====== PAGE

Right, maybe I'll dig into this later but it's not obvious to me how to
get it to work.
Post by Andy Chu
I actually ran it under LLVM
sanitizers (ASAN/MSAN/etc.), just as I did for toybox, and it revealed
the expected C coding bugs, in this code being maintained by one
person for 30 years... (BTW you never responded to my last message
about that)
My laptop rebooted during txlf and I lost my open windows. I have a todo
item to look at your test suite suggestions, but when I glanced at the
start of it, it was things like adding "only run these tests as root"
guards to some files which are part of any testing triage, so I just
started doing test suite triage until I ran out of time that day, and
haven't gotten back to it yet...
Post by Andy Chu
I will publish the combined repo at some point, and if anyone has a
burning need I can accelerate that.
I'm interested.
Post by Andy Chu
I should make a blog post at some
point, demonstrating the sanitizers on old C code... though
unfortunately writing about code takes just as much time as coding
itself.
Often more. :)
Post by Andy Chu
And I didn't actually fix any of the memory problems that I
found, as I did for toybox, since I don't have any plans for that code
in the future.
I tried to link to your March 7 2016 email about the sed -f segfault and
found out the mailing list archive is down again. Has it been a year
already? (Answer: no, just it's been 7 months since
http://landley.net/toybox/#12-21-2015 .)

============

**EXERCISE TASKS**.
1 – Answer these about the mailing list thread:
(a) What did Andy Chu run the code under?
(b) What happened to the writer's laptop during txlf?
(c) What turned out to be down when the writer tried to link to the March 7 2016 email?
2 – Please echo the rows from the line containing "the white shirt" through the end of the rows, both ends included.

====== DATASET RECORDS

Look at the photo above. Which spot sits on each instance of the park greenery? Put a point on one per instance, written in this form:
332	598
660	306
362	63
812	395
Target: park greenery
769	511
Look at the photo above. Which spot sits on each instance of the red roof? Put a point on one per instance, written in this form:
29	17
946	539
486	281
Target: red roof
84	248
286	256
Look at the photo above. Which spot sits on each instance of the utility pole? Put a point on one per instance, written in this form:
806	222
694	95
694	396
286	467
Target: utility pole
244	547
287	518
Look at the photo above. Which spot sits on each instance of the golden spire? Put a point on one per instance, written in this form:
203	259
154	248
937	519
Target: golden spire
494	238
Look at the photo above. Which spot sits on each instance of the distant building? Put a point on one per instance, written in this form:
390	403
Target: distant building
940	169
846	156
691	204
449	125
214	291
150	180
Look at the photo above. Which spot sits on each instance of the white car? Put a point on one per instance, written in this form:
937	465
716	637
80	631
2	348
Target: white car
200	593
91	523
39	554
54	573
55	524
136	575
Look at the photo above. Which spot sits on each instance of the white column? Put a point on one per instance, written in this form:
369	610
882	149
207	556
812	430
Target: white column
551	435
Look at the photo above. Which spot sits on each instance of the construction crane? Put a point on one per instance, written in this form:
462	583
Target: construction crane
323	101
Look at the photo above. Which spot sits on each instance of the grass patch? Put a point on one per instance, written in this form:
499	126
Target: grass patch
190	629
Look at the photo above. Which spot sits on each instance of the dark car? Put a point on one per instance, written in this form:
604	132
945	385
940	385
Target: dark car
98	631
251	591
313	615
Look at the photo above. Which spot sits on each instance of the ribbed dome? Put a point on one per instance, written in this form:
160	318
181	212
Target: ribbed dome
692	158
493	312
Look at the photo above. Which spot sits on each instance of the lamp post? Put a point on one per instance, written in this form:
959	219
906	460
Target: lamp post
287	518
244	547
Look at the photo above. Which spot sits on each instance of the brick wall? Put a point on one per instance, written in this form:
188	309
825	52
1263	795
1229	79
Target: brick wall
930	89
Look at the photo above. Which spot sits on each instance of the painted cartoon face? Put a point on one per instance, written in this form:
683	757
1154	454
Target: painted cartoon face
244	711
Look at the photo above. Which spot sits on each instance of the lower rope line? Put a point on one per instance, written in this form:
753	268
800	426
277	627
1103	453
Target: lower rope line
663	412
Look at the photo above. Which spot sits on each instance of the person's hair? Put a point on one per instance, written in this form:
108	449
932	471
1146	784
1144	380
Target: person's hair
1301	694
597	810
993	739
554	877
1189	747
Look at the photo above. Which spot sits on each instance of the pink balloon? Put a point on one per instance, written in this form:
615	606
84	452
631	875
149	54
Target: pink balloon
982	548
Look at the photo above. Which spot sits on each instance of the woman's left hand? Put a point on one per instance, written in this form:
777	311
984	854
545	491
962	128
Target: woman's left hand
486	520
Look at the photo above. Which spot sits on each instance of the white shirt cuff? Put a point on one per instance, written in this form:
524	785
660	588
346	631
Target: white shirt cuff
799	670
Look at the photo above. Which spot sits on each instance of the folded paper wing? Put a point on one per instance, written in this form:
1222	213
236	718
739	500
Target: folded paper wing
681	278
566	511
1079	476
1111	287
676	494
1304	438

============

**ANSWERS BELOW**.
1 –
(a) LLVM sanitizers (ASAN/MSAN/etc.).
(b) It rebooted, and the writer lost the open windows.
(c) The mailing list archive.

2 –
Look at the photo above. Which spot sits on each instance of the white shirt cuff? Put a point on one per instance, written in this form:
524	785
660	588
346	631
Target: white shirt cuff
799	670
Look at the photo above. Which spot sits on each instance of the folded paper wing? Put a point on one per instance, written in this form:
1222	213
236	718
739	500
Target: folded paper wing
681	278
566	511
1079	476
1111	287
676	494
1304	438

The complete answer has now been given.